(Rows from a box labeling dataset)
======
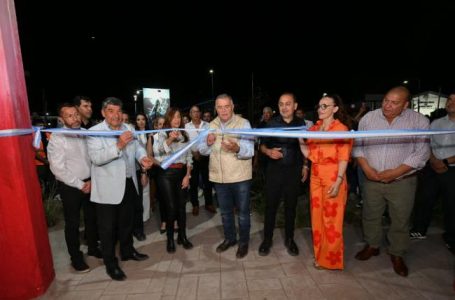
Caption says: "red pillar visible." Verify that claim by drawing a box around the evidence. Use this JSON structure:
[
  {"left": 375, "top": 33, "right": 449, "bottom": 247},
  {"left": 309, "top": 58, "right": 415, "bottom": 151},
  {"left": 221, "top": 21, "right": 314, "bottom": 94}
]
[{"left": 0, "top": 0, "right": 55, "bottom": 299}]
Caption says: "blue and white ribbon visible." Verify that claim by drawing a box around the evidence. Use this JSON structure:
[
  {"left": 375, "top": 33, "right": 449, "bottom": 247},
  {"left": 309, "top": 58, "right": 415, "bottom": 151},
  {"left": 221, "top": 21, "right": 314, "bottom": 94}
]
[{"left": 0, "top": 127, "right": 455, "bottom": 169}]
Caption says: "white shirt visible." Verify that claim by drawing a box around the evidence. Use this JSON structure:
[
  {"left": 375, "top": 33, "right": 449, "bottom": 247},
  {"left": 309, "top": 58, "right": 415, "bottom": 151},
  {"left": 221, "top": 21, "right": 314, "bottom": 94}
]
[
  {"left": 47, "top": 128, "right": 91, "bottom": 189},
  {"left": 430, "top": 116, "right": 455, "bottom": 166},
  {"left": 185, "top": 120, "right": 210, "bottom": 152}
]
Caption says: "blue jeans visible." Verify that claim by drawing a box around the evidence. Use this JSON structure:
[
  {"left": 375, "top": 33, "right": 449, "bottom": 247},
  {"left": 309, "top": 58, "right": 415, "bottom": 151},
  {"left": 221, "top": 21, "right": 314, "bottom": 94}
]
[{"left": 215, "top": 180, "right": 251, "bottom": 245}]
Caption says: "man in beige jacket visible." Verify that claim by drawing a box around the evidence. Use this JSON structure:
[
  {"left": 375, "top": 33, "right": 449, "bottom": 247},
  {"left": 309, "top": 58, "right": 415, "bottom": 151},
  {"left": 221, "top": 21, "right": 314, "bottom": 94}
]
[{"left": 198, "top": 94, "right": 254, "bottom": 258}]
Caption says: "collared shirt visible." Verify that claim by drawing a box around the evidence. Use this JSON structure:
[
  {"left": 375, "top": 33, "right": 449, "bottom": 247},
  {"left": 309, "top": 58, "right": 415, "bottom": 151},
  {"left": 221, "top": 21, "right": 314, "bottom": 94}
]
[
  {"left": 198, "top": 116, "right": 254, "bottom": 159},
  {"left": 47, "top": 129, "right": 91, "bottom": 189},
  {"left": 103, "top": 120, "right": 136, "bottom": 178},
  {"left": 81, "top": 120, "right": 95, "bottom": 129},
  {"left": 185, "top": 120, "right": 209, "bottom": 152},
  {"left": 430, "top": 116, "right": 455, "bottom": 166},
  {"left": 153, "top": 132, "right": 193, "bottom": 167},
  {"left": 261, "top": 115, "right": 304, "bottom": 167},
  {"left": 353, "top": 108, "right": 430, "bottom": 175}
]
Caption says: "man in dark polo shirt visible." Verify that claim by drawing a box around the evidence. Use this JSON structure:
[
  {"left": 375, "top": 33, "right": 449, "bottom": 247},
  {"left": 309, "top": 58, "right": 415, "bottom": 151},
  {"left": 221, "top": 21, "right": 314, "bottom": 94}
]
[{"left": 259, "top": 93, "right": 308, "bottom": 256}]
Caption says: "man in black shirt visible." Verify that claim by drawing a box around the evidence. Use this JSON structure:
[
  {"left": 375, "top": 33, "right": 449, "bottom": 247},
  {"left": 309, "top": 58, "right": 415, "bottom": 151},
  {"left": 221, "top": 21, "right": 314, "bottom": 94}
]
[
  {"left": 73, "top": 96, "right": 95, "bottom": 129},
  {"left": 259, "top": 93, "right": 308, "bottom": 256}
]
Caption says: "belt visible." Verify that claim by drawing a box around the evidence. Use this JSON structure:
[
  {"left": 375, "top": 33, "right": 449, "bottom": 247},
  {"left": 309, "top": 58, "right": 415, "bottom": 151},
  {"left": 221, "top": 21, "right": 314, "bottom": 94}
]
[
  {"left": 394, "top": 172, "right": 417, "bottom": 181},
  {"left": 382, "top": 172, "right": 417, "bottom": 184},
  {"left": 169, "top": 163, "right": 185, "bottom": 169}
]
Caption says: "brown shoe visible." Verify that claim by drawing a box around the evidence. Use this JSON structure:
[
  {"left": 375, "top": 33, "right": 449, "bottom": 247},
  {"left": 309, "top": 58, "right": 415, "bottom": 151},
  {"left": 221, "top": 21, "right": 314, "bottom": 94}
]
[
  {"left": 193, "top": 206, "right": 199, "bottom": 216},
  {"left": 205, "top": 204, "right": 216, "bottom": 214},
  {"left": 355, "top": 245, "right": 379, "bottom": 260},
  {"left": 390, "top": 254, "right": 408, "bottom": 277}
]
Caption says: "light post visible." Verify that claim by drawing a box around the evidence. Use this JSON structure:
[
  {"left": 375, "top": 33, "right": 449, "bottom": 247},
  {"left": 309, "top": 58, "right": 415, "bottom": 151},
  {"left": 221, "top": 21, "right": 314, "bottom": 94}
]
[
  {"left": 133, "top": 90, "right": 141, "bottom": 115},
  {"left": 209, "top": 69, "right": 215, "bottom": 100},
  {"left": 403, "top": 78, "right": 422, "bottom": 112}
]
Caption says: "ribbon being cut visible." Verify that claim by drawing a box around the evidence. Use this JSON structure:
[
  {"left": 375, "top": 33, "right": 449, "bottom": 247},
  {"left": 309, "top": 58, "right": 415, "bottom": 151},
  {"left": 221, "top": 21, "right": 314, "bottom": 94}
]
[{"left": 0, "top": 127, "right": 455, "bottom": 169}]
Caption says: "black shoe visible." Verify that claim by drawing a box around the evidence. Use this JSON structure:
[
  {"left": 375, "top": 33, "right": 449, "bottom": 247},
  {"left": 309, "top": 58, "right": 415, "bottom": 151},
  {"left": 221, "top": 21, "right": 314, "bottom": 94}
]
[
  {"left": 106, "top": 266, "right": 126, "bottom": 281},
  {"left": 177, "top": 234, "right": 193, "bottom": 250},
  {"left": 166, "top": 238, "right": 175, "bottom": 253},
  {"left": 71, "top": 259, "right": 90, "bottom": 273},
  {"left": 122, "top": 249, "right": 149, "bottom": 261},
  {"left": 259, "top": 239, "right": 272, "bottom": 256},
  {"left": 235, "top": 244, "right": 248, "bottom": 258},
  {"left": 133, "top": 232, "right": 146, "bottom": 241},
  {"left": 216, "top": 240, "right": 237, "bottom": 253},
  {"left": 285, "top": 239, "right": 299, "bottom": 256},
  {"left": 87, "top": 247, "right": 103, "bottom": 258}
]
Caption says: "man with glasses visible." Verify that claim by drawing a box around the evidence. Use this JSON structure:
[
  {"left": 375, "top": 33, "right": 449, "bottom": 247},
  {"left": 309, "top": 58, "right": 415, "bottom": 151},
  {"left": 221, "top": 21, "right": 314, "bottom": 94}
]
[
  {"left": 185, "top": 105, "right": 216, "bottom": 216},
  {"left": 87, "top": 97, "right": 153, "bottom": 280},
  {"left": 199, "top": 94, "right": 254, "bottom": 258},
  {"left": 353, "top": 86, "right": 430, "bottom": 276}
]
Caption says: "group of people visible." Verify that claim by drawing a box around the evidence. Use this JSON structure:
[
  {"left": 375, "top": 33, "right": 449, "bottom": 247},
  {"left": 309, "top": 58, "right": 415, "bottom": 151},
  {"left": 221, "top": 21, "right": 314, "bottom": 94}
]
[{"left": 43, "top": 87, "right": 455, "bottom": 280}]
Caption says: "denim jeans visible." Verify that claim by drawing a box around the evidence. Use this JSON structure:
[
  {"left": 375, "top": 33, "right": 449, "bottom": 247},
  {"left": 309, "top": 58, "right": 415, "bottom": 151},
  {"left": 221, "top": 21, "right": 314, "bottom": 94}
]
[{"left": 215, "top": 180, "right": 251, "bottom": 245}]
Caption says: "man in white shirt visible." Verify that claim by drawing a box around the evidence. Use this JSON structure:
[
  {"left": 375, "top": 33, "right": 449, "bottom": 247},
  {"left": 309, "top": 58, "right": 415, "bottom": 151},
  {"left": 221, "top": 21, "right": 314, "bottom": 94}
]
[
  {"left": 185, "top": 105, "right": 216, "bottom": 216},
  {"left": 410, "top": 93, "right": 455, "bottom": 253},
  {"left": 87, "top": 97, "right": 153, "bottom": 280},
  {"left": 47, "top": 104, "right": 101, "bottom": 272}
]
======
#### [Exercise brief]
Print exactly the lines from the one with "in white shirt" through the end of the data, inclusive.

#### [Answer for this exercise]
Caption says: "man in white shirt visible." Verify that claim by drawing a box around the evidence. Use this JSON structure:
[
  {"left": 375, "top": 33, "right": 449, "bottom": 247},
  {"left": 309, "top": 58, "right": 415, "bottom": 151},
  {"left": 221, "top": 21, "right": 314, "bottom": 94}
]
[
  {"left": 185, "top": 105, "right": 216, "bottom": 216},
  {"left": 410, "top": 93, "right": 455, "bottom": 253},
  {"left": 87, "top": 97, "right": 153, "bottom": 280},
  {"left": 47, "top": 104, "right": 101, "bottom": 272}
]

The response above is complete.